Stored data
....

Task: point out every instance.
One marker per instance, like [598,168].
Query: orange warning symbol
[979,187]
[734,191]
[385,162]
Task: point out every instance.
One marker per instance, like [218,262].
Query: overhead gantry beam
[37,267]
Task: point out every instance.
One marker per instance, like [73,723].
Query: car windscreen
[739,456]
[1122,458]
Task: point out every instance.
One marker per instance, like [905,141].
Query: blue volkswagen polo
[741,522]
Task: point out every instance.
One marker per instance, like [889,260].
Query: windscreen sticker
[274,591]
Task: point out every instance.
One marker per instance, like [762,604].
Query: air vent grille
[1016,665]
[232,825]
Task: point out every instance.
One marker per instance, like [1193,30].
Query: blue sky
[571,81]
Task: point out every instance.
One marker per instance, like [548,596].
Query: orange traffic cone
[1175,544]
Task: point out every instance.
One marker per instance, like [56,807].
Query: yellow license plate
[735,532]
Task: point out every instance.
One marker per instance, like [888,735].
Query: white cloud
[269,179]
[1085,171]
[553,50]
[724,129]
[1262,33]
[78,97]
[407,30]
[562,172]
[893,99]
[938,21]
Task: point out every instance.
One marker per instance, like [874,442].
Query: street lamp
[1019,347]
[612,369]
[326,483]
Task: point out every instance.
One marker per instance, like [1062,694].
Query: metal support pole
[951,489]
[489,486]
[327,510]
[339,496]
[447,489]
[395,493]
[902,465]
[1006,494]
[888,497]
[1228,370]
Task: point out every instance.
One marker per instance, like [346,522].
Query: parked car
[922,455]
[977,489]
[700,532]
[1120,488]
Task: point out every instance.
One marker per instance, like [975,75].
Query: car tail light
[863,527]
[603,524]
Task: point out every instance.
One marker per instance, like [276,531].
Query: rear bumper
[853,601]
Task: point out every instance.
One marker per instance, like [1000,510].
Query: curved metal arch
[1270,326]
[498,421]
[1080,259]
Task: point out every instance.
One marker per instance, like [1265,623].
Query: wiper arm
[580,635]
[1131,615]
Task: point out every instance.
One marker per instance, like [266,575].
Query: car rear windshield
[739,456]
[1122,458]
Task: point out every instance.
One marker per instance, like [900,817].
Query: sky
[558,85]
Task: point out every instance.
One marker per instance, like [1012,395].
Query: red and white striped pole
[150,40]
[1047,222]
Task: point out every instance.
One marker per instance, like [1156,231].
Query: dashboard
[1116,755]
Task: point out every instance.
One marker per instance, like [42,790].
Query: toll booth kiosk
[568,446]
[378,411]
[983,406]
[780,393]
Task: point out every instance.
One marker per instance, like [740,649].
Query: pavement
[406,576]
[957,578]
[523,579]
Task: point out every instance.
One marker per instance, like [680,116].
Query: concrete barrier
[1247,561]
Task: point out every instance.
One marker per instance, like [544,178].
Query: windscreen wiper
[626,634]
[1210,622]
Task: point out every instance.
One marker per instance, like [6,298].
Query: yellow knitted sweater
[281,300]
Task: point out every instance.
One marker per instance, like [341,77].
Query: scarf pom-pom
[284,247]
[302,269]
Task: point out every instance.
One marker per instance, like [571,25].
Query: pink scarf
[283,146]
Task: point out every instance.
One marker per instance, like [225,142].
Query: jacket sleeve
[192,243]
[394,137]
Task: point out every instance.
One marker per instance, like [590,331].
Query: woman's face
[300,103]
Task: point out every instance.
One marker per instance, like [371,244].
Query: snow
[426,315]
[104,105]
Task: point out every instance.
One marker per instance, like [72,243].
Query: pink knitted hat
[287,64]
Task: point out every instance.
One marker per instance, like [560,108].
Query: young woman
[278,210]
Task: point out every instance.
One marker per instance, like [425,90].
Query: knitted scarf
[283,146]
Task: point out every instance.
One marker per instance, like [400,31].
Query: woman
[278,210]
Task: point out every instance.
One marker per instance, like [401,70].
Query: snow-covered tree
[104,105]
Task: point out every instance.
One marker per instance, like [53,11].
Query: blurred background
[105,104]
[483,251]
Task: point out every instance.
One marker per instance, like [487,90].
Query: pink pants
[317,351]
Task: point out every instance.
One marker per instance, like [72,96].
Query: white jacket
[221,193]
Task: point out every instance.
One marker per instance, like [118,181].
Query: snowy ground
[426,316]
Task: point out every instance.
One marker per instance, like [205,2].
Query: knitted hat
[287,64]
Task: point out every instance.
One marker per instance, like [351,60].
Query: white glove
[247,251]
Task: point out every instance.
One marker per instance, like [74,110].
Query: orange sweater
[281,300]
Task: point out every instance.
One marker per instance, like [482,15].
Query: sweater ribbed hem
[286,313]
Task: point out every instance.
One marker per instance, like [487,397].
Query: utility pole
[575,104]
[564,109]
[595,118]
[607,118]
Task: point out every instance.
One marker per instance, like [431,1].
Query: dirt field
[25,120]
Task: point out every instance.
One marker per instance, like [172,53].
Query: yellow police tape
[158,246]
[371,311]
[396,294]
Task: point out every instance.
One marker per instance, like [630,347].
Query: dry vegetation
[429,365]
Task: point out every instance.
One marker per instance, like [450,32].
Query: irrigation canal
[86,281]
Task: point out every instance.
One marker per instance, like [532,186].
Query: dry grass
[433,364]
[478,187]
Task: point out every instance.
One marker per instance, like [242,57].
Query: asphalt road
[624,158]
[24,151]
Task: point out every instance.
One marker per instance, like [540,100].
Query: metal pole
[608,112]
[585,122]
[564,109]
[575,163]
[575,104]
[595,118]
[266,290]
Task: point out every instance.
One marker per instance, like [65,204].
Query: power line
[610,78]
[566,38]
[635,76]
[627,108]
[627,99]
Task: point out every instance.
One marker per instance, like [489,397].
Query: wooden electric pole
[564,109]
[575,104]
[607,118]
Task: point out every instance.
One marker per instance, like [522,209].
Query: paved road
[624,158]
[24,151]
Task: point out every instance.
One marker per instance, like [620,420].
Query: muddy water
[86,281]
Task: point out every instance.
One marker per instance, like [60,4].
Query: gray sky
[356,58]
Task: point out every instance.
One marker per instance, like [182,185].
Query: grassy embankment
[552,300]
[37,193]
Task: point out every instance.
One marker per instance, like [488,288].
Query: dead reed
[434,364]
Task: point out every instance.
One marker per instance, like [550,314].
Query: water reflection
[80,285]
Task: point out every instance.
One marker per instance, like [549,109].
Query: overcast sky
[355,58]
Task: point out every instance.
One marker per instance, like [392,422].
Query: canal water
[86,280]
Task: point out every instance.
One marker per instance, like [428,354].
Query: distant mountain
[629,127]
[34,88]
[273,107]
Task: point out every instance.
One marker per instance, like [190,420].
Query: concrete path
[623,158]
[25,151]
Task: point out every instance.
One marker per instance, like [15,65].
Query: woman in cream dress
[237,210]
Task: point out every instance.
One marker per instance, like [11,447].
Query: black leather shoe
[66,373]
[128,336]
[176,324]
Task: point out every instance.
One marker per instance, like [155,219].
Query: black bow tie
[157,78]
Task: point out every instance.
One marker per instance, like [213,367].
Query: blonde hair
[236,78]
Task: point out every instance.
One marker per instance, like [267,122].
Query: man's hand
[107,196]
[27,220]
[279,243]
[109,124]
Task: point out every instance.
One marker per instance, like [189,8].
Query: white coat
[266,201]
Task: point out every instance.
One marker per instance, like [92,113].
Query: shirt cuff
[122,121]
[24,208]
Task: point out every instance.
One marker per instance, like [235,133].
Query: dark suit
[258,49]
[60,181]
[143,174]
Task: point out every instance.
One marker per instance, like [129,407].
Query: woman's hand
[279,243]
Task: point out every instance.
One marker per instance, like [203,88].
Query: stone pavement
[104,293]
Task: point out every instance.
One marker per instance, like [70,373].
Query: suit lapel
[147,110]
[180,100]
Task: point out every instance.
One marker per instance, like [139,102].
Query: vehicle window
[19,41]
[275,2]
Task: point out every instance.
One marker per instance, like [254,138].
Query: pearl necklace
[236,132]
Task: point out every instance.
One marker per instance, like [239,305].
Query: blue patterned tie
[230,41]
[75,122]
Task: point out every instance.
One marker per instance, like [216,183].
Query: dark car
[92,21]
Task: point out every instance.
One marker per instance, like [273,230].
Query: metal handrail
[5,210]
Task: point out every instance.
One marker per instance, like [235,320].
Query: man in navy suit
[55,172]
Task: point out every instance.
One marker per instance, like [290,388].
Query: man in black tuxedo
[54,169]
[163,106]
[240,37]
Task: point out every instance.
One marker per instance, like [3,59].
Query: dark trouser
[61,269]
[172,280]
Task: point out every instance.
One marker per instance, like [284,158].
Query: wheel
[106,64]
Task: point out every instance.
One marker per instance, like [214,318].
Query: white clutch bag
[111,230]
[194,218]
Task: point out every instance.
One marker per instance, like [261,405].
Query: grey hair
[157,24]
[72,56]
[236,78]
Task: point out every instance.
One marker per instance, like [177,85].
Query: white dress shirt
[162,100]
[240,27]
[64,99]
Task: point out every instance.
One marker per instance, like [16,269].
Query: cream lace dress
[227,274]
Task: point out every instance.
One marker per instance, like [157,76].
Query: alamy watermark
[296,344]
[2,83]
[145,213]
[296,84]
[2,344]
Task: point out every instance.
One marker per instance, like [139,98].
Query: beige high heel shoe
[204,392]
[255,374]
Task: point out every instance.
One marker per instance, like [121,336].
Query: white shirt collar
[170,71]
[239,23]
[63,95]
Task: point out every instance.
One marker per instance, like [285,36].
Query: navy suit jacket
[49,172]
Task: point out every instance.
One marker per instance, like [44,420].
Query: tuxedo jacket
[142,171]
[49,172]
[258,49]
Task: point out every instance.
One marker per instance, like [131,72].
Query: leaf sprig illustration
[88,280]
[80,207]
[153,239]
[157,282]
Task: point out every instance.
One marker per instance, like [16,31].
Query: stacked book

....

◆ **YOUR GOAL**
Report how many lines in the stored data above contain the string "tuxedo", matching case exactly. Give only the number.

◆ **FINAL RESULT**
2